[抜粋]
· · · ·
雨で北海道に行けなかったオイラは、代わりに群馬周辺をほっつき歩いてきたのでした。

当ブログはこれから3週間、群馬・埼玉強化月間とさせていただきます。

3週間、話の中心となる中島飛行機と東武鉄道の変遷を時系列にしてみました。



1916年(大正5年)以前の東武小泉線周辺の路線図。

既に国鉄両毛線、東武伊勢崎線、東武佐野線、東武桐生線が走ってました。

この図に今回の主役、東武小泉線を描き加えたらもう現在の路線図になります。

この周辺の鉄道網は早くから確立してたんですね~。



1917年3月12日 
館林-小泉町間10.7km開業
この時は東武鉄道とは別会社で、中原軽便鉄道でした。

1922年2月 
中原軽便鉄道改称。地方鉄道「上州鉄道」に。
開業当初から経営は非常に苦しく、利益を出すことができませんでした。
線名変更も、存続のために打った数々の方策の1つでしたが、結局これもうまくゆきませんでした。



1934年10月 
中島飛行機太田工場拡張、新工場完成
中島飛行機の生産が軌道に乗り、増産に次ぐ増産で爆発的な拡大期に入りました。

1937年1月 
東武鉄道、上州鉄道(館林~小泉町間)を買収 
借入金が累増する一方のため、「東武鉄道と館林駅で接続している」という密接な関係から買収することに。
こうして「東武小泉線」が誕生しました。
     
1937年5月 
東武鉄道、太田-小泉町間5.5kmの建設計画提出
この路線を東西に延ばすことは、上州鉄道創設者の念願でもありました。

1938年4月 
太田-小泉町5.5kmの建設計画認可
認可を受けた線がどこを通る計画だったか、資料を探すことができず不明なのですが、
上のグーグルマップの通りで、太田駅-小泉町駅間にそれっぽい線を引いてみたら、5.3kmでした(ベージュ線)。
認可を受けた5.5kmとは200mしか差がありませんから、
こんな感じでほぼ一直線に二点を結んでいたのではないかと。

ところが…


1939年3月
太田飛行場起工式
中島飛行機が専用飛行場を作ることになりました。
このため、せっかく許可を受けていたのに線路敷設ができなくなりました。



1939年4月13日 
東武鉄道、仙石河岸線開業
小泉町-仙石河岸4.0kmの貨物線です。
利根川の砂利採取のため、河岸まで線路が引かれたそうです。
で、せっかく営業を始めたのですが…



1940年4月 
中島飛行機小泉製作所開設

1940年6月 
仙石河岸線 線路移設 
小泉製作所のために線路をずらすことになり、4.0kmから4.3kmに延びてしまいました…。  
開通してからまだ1年ちょっとしか経ってません。
東武からすれば「またか!」の思いだったかもしれませんが、
小泉町~太田間は計画段階で頓挫しただけマシだったのかもしれません。
· · · ·
[取り組む課題]
a: 東武小泉線の記事の「開業当初から経営は非常に苦しく、利益を出すことができませんでした。」から「こうして「東武小泉線」が誕生しました。」までの部分を、一字も変えずに書き写してください。
b: 東武小泉線の記事を、最後の文に続けて書き進めてください。
このあとのリストは、東武小泉線の記事とは関係がありません。

[掲載リスト]
· · · ·
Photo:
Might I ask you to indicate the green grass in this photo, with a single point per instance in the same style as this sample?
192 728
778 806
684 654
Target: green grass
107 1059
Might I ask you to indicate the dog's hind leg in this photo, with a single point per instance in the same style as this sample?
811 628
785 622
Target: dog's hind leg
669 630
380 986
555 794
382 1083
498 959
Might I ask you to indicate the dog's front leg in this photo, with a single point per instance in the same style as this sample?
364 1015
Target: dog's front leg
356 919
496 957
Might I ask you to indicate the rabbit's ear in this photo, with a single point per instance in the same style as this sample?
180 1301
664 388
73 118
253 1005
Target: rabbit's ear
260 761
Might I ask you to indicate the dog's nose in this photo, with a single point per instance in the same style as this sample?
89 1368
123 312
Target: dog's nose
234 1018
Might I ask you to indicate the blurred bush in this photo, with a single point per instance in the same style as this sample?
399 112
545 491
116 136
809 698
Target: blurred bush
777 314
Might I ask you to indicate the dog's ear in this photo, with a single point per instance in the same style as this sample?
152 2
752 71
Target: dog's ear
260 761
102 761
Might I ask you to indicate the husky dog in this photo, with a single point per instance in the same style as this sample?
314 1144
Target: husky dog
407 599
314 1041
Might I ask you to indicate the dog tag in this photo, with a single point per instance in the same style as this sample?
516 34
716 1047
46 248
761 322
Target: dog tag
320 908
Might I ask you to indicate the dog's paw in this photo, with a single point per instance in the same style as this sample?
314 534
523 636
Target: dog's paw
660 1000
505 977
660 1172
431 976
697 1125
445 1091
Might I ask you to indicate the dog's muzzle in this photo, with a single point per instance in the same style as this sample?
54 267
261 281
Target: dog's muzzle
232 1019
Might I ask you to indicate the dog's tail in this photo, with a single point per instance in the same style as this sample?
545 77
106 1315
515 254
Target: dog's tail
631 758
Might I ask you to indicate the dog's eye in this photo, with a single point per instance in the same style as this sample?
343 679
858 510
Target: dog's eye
· · · ·
[課題の解答]
a:
開業当初から経営は非常に苦しく、利益を出すことができませんでした。
線名変更も、存続のために打った数々の方策の1つでしたが、結局これもうまくゆきませんでした。



1934年10月 
中島飛行機太田工場拡張、新工場完成
中島飛行機の生産が軌道に乗り、増産に次ぐ増産で爆発的な拡大期に入りました。

1937年1月 
東武鉄道、上州鉄道(館林~小泉町間)を買収 
借入金が累増する一方のため、「東武鉄道と館林駅で接続している」という密接な関係から買収することに。
こうして「東武小泉線」が誕生しました。

b:
1941年2月15日 
太田飛行場開場式

1941年6月 
小泉線 太田-小泉信号所間 開通
軍の要請で小泉製作所への従業員輸送のため、先に提出した計画を変更して、
小泉信号所(後の東小泉)を設け、飛行場を迂回して太田へ線路を延ばすことにしました。
小泉信号所では運転士と車掌が入れ替わり、ポイント切り替えを行ったのだそうです。
因みにこの「小泉信号所」と「小泉町駅」は、駅になったり止めたりを繰り返すのですが、
このへんは面倒なので本筋からそれるので割愛します。気になる方はWikiなどご覧くださいませ。

1941年12月1日
西小泉駅開業
小泉製作所の玄関駅になりました。



1942年2月 
東武、新線敷設申請書を鉄道大臣に提出
軍命により計画された東武熊谷線です。
仙石河岸線 西小泉駅南方で分岐して高崎線熊谷駅まで結ぶ13kmの計画でした。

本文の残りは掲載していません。